## Selected text

Monitoring Performance With Munin

I have been searching for a good server monitoring solution for a while so that I can keep an eye on some of the servers that I run. Tools like Smokeping, Cacti and Nagios seemed promising at the outset, but they are more concerned with bandwidth and server status, not how the server is running. What I really needed was a way to find out how much memory a server was using, how many Apache requests were being made, what the average load of the server was, and also some way of letting me know when things were under strain.

I did find some tools like New Relic and AppNeta that seemed to fit the bill, which have large feature sets, and nice graphing and reporting solutions. The only major hurdle for me was that they are expensive, especially when I was considering setting this monitoring system up on my home server for my own projects.

After not finding anything I decided to create a system that ran the uptime command on a remote server and recorded the output. uptime is a Linux command that has varied output between systems but will report on how long the server had been running, how many users are logged in and what the load average of the server is. Here is an example output from my local machine (which was doing a lot of code updates and database processing on a development site at the time).

10:42:44 up 1 day, 20:36,  4 users,  load average: 0.97, 1.07, 0.90

I used Phing to allow me to run the uptime command on a remote server and capture the result. The ssh task can be used to send any command to a remote system and capture the output in a property. So I used the ssh task to get the output of the uptime command and store it in a property called monitor.uptime.

<ssh username="${monitor.username}" password="${monitor.password}" host="${monitor.host}" command="uptime" property="monitor.uptime" />

With the output of this command in a property I then used some other processing to extract the data needed and add this to a log file, which was updated thanks to a cron task that just ran the Phing file every 2 minutes. With this log file I created a web page that then graphed the output using Flot charts. This took me an hour to put together and all worked nicely, but the major flaw was that in order to add more options I would need to use a separate ssh task, and each task then added another ssh call to the server. This was aside from the massive security issues surrounding automated ssh logins using passwords stored in plain text.

I ran the Phing script for a day, but I was still looking for a better solution to monitoring server performance. After posting about the Phing script (and how mad it was) on Facebook Jeremy Coates posted a quick message about a system called Munin. Thanks Jeremy!

Munin is a system that uses a set of Perl scripts to poll external systems to bring down information about server performance statistics. The data found is then written into a series of graphs that represent the data by day, week, month, and year. By default you get access to things like CPU usage, memory usage, system load, disk access times, processes, uptime, and network traffic. The system is modular so it can be extended to include Apache load, Varnish statistics, MySQL load, and even the number of emails sent.

## Extracted records
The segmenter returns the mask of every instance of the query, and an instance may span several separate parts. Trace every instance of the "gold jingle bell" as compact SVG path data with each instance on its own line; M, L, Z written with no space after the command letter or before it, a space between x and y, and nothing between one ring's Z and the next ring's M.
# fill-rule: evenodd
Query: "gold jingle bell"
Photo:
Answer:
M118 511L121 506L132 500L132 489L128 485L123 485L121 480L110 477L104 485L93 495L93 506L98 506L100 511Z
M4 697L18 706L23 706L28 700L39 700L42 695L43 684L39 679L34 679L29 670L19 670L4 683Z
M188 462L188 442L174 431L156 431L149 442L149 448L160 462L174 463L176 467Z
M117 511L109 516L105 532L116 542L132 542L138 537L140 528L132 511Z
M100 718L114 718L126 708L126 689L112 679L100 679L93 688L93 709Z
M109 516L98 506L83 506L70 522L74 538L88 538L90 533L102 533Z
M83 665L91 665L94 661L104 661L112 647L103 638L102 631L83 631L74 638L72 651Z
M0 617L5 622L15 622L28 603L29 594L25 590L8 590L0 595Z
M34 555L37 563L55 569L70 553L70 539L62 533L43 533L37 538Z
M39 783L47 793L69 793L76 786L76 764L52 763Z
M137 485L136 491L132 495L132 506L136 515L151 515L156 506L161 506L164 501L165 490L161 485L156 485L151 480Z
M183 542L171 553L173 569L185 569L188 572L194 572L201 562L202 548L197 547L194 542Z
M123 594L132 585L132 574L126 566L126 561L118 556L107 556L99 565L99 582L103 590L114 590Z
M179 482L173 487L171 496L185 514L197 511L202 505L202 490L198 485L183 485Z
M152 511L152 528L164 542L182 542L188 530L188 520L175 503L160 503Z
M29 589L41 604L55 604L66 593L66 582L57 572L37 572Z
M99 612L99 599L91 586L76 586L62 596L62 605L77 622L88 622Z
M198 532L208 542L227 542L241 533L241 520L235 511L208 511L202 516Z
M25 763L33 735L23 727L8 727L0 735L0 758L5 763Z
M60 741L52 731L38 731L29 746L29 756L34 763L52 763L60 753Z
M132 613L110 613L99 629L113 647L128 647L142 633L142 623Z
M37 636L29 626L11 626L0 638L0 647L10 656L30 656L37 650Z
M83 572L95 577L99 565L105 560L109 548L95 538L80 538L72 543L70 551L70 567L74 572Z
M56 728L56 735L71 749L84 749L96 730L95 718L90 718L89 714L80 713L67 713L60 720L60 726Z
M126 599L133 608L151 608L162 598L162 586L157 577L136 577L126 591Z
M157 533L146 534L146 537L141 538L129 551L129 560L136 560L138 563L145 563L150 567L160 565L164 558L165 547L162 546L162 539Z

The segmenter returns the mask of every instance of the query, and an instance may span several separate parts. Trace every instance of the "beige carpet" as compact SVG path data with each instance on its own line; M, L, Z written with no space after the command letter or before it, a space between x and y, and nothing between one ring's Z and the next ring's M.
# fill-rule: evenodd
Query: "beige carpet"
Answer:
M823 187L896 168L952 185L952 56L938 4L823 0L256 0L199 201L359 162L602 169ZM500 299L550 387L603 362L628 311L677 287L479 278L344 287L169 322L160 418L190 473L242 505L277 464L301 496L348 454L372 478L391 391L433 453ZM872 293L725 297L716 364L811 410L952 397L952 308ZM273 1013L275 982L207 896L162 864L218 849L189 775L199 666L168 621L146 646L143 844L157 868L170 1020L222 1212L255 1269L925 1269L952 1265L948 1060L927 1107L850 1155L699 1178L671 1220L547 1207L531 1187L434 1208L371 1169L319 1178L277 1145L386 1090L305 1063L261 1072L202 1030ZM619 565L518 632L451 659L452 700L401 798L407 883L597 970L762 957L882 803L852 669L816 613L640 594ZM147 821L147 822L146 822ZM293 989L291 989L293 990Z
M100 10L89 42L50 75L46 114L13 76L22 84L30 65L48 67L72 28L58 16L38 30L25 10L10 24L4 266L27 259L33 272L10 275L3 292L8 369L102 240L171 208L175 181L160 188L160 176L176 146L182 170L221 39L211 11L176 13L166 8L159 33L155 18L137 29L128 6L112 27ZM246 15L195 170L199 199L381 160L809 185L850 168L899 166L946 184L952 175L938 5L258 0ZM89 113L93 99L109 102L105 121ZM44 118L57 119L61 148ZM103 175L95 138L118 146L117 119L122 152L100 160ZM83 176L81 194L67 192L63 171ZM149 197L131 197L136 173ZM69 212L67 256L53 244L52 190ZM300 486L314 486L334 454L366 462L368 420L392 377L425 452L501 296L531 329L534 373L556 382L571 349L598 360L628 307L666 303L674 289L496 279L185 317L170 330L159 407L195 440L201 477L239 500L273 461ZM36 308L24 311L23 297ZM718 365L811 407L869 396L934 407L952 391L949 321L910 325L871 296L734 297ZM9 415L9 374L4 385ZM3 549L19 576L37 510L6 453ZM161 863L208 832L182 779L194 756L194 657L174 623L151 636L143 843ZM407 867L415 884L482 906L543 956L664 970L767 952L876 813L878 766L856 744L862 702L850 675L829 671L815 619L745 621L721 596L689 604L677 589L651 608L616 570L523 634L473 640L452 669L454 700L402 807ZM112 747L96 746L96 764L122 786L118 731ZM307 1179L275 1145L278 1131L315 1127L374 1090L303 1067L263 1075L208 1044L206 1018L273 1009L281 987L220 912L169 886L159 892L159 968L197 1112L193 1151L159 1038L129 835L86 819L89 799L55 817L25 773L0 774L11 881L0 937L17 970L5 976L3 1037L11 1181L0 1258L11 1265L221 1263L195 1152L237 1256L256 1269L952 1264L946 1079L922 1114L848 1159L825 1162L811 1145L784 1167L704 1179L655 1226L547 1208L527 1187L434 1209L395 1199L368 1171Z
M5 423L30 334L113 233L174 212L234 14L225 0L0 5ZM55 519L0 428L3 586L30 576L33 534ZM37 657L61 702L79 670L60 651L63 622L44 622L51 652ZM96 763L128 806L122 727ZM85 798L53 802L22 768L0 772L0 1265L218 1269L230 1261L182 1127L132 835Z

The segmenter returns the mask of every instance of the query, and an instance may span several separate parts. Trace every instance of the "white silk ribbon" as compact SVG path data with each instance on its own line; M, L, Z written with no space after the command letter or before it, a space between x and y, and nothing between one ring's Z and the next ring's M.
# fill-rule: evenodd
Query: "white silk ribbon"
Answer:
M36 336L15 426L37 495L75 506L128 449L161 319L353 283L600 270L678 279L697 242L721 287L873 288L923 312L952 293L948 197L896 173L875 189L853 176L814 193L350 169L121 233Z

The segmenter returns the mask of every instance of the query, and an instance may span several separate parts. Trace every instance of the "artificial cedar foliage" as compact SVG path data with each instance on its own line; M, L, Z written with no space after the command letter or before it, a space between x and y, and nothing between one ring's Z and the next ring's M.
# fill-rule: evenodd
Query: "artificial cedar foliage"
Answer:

## Stated goal 1
Set down everything in the Munin write-up from "10:42:44 up 1" down to "property called monitor.uptime.".
## Stated goal 2
According to the Munin write-up, which statistics does Munin give access to by default?
## Stated goal 3
Continue the Munin write-up from its last sentence.

## Expected answer 1
10:42:44 up 1 day, 20:36,  4 users,  load average: 0.97, 1.07, 0.90

I used Phing to allow me to run the uptime command on a remote server and capture the result. The ssh task can be used to send any command to a remote system and capture the output in a property. So I used the ssh task to get the output of the uptime command and store it in a property called monitor.uptime.

## Expected answer 2
CPU usage, memory usage, system load, disk access times, processes, uptime, and network traffic.

## Expected answer 3
After using Munin for a couple of weeks I am really impressed by how much data I can view, and it has even allowed me to track down a performance issue on a server. It's pretty easy to install, but I thought that other people might benefit from me writing down some notes on getting up and running with Munin.

Install Munin Server

The first step in getting up an running with Munin is to install a Munin server. This is the primary hub of the Munin reporting tool and where you can view the data from each of your Munin nodes. Setting up Munin on most systems is pretty easy, just use the following apt-get command on Debian/Ubuntu setups.

sudo apt-get install munin munin-node

If you are on Centos/Redhat then you can use the yum package manager in the same way.

sudo yum install munin munin-node

In order to view the Munin graphs via the web interface you might also need to install the libwww-perl package. This is required by Apache to run Perl scripts and is necessary in order to allow the server to show the Munin graphs.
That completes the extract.